_To do:_ Do the following statements agree with the court opinion excerpt below? For each, answer yes or no and quote the words of the excerpt that decide it. 1. The plaintiff is a Wisconsin corporation. 2. The defendants challenged the Court's jurisdiction. 3. The Summons and Verified Complaint were filed on June 24, 2004.

_Source document:_
United States District Court for the Southern District of New York

June 24, 2004, Decided ; June 24, 2004, Filed

04 Civ. 4095 (PKL)



LEISURE, District Judge:

Plaintiff Johnson Controls, Inc. ("JCI") moves the Court, by way of an Order to Show Cause, for a preliminary injunction prohibiting defendants Glen P. Neville, Nicholas M. Moon and their company, A.P.T. Critical Systems, Inc. ("Critical Systems, Inc."), from engaging in certain business activities in violation of non-competition and confidentiality agreements that Neville and Moon entered into while employed by plaintiff. Plaintiff, a Wisconsin corporation, filed a Summons and Verified Complaint on June 1, 2004, alleging breach of contract, breach of fiduciary duty and breach of duty of loyalty by defendants Neville and Moon; as well as misappropriation of trade [**2]  secrets and confidential information, tortious interference with business relationships and expectancies, civil conspiracy, trademark infringement  [*528]  and unfair competition by all defendants, who are citizens of New York. This Court's jurisdiction, which defendants have not challenged, is based on both diversity of citizenship and the questions of federal law raised by plaintiff's trademark and unfair competition claims.

Location labeling records:
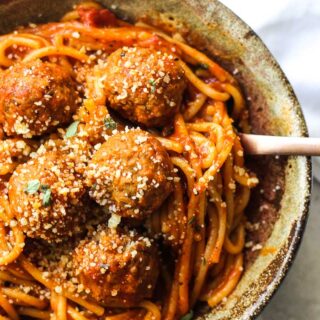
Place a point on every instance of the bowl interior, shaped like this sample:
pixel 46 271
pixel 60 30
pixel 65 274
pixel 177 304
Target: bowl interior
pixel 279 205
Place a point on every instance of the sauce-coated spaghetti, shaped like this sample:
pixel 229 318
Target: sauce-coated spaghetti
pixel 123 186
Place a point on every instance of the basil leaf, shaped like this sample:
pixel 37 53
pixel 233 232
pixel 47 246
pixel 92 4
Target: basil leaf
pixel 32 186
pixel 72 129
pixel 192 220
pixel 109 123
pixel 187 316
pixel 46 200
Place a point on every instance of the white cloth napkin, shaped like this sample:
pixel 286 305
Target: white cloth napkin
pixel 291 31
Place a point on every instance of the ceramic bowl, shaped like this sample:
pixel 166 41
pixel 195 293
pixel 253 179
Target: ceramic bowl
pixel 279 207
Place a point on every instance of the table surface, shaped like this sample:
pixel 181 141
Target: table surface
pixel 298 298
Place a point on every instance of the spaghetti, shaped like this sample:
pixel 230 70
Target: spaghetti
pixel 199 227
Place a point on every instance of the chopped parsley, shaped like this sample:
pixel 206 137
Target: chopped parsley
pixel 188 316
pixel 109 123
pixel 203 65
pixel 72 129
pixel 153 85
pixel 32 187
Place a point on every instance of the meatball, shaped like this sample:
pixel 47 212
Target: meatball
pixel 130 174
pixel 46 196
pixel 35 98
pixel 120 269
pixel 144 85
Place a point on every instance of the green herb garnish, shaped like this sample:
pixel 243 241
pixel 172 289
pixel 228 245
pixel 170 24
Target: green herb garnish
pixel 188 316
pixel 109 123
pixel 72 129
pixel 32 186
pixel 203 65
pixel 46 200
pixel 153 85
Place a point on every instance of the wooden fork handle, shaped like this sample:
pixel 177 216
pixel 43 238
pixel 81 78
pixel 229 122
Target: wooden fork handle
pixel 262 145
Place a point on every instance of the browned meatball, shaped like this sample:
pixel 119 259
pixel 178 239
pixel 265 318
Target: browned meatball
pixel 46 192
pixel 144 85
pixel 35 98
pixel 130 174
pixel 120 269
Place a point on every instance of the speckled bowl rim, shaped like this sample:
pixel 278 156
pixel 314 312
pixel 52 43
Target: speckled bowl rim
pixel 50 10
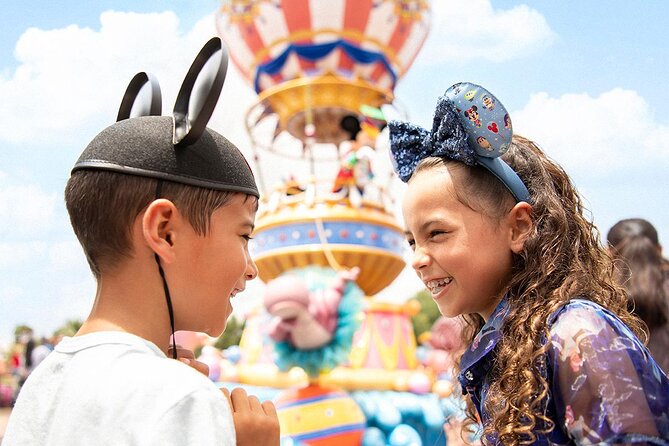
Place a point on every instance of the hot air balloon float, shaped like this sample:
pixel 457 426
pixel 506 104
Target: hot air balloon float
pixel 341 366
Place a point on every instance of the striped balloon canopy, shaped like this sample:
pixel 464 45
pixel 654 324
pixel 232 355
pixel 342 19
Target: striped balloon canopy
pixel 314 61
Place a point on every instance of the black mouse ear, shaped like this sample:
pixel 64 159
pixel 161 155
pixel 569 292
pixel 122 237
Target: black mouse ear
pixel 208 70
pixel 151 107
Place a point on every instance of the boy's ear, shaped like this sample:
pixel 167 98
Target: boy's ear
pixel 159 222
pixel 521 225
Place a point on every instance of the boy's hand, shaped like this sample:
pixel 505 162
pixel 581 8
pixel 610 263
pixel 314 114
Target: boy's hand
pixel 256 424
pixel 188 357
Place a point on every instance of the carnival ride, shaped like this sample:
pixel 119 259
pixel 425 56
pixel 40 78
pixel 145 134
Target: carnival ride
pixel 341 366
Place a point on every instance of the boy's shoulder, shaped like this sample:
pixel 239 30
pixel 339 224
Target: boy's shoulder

_The completed task:_
1. Yes: "Plaintiff, a Wisconsin corporation"
2. No: "This Court's jurisdiction, which defendants have not challenged"
3. No: "filed a Summons and Verified Complaint on June 1, 2004"